* **GOAL OF THE EXERCISE**
How many lines of the material below contain the string "cliff"? Reply with only the number.

* **DATASET CONTENT**
>> Begin

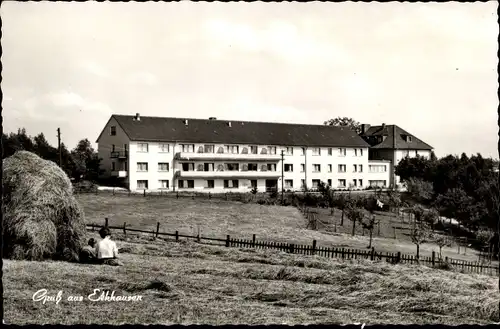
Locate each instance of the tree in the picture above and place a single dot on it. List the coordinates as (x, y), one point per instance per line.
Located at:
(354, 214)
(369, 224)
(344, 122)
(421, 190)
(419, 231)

>> End
>> Begin

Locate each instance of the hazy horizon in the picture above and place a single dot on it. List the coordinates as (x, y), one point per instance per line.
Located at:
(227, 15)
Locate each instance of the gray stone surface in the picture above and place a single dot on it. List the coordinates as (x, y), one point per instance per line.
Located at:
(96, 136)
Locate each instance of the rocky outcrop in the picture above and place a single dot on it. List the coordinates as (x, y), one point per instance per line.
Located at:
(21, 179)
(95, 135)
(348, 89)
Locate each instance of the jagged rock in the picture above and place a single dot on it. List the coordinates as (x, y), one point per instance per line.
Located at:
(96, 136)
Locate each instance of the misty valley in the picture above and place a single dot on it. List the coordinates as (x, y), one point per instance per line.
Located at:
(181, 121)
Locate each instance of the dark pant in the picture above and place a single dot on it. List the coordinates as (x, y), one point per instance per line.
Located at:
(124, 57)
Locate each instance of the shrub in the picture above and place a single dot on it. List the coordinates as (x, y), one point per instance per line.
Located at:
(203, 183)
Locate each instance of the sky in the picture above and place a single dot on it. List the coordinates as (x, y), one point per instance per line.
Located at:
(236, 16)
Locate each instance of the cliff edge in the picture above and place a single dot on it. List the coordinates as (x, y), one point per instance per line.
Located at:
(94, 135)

>> End
>> Begin

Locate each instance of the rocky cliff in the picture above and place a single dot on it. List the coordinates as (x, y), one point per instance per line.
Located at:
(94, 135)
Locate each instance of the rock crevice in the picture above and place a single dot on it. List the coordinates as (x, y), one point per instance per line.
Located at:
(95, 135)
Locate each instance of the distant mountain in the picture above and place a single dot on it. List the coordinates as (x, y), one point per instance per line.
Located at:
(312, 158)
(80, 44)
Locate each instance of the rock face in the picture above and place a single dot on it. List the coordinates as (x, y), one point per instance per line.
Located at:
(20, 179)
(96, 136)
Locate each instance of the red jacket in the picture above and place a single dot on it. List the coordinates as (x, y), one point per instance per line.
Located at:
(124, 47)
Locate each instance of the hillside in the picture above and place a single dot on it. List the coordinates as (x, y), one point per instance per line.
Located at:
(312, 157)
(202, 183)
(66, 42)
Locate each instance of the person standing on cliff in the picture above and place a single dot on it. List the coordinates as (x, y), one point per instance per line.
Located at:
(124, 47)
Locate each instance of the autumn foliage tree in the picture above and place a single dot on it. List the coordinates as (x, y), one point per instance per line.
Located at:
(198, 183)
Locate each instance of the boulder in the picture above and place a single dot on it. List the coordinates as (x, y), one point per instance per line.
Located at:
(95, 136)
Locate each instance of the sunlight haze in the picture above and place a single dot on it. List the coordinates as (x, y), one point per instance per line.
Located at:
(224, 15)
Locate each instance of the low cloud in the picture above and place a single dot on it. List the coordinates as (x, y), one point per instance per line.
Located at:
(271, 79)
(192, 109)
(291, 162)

>> End

* **WRITTEN ANSWER**
3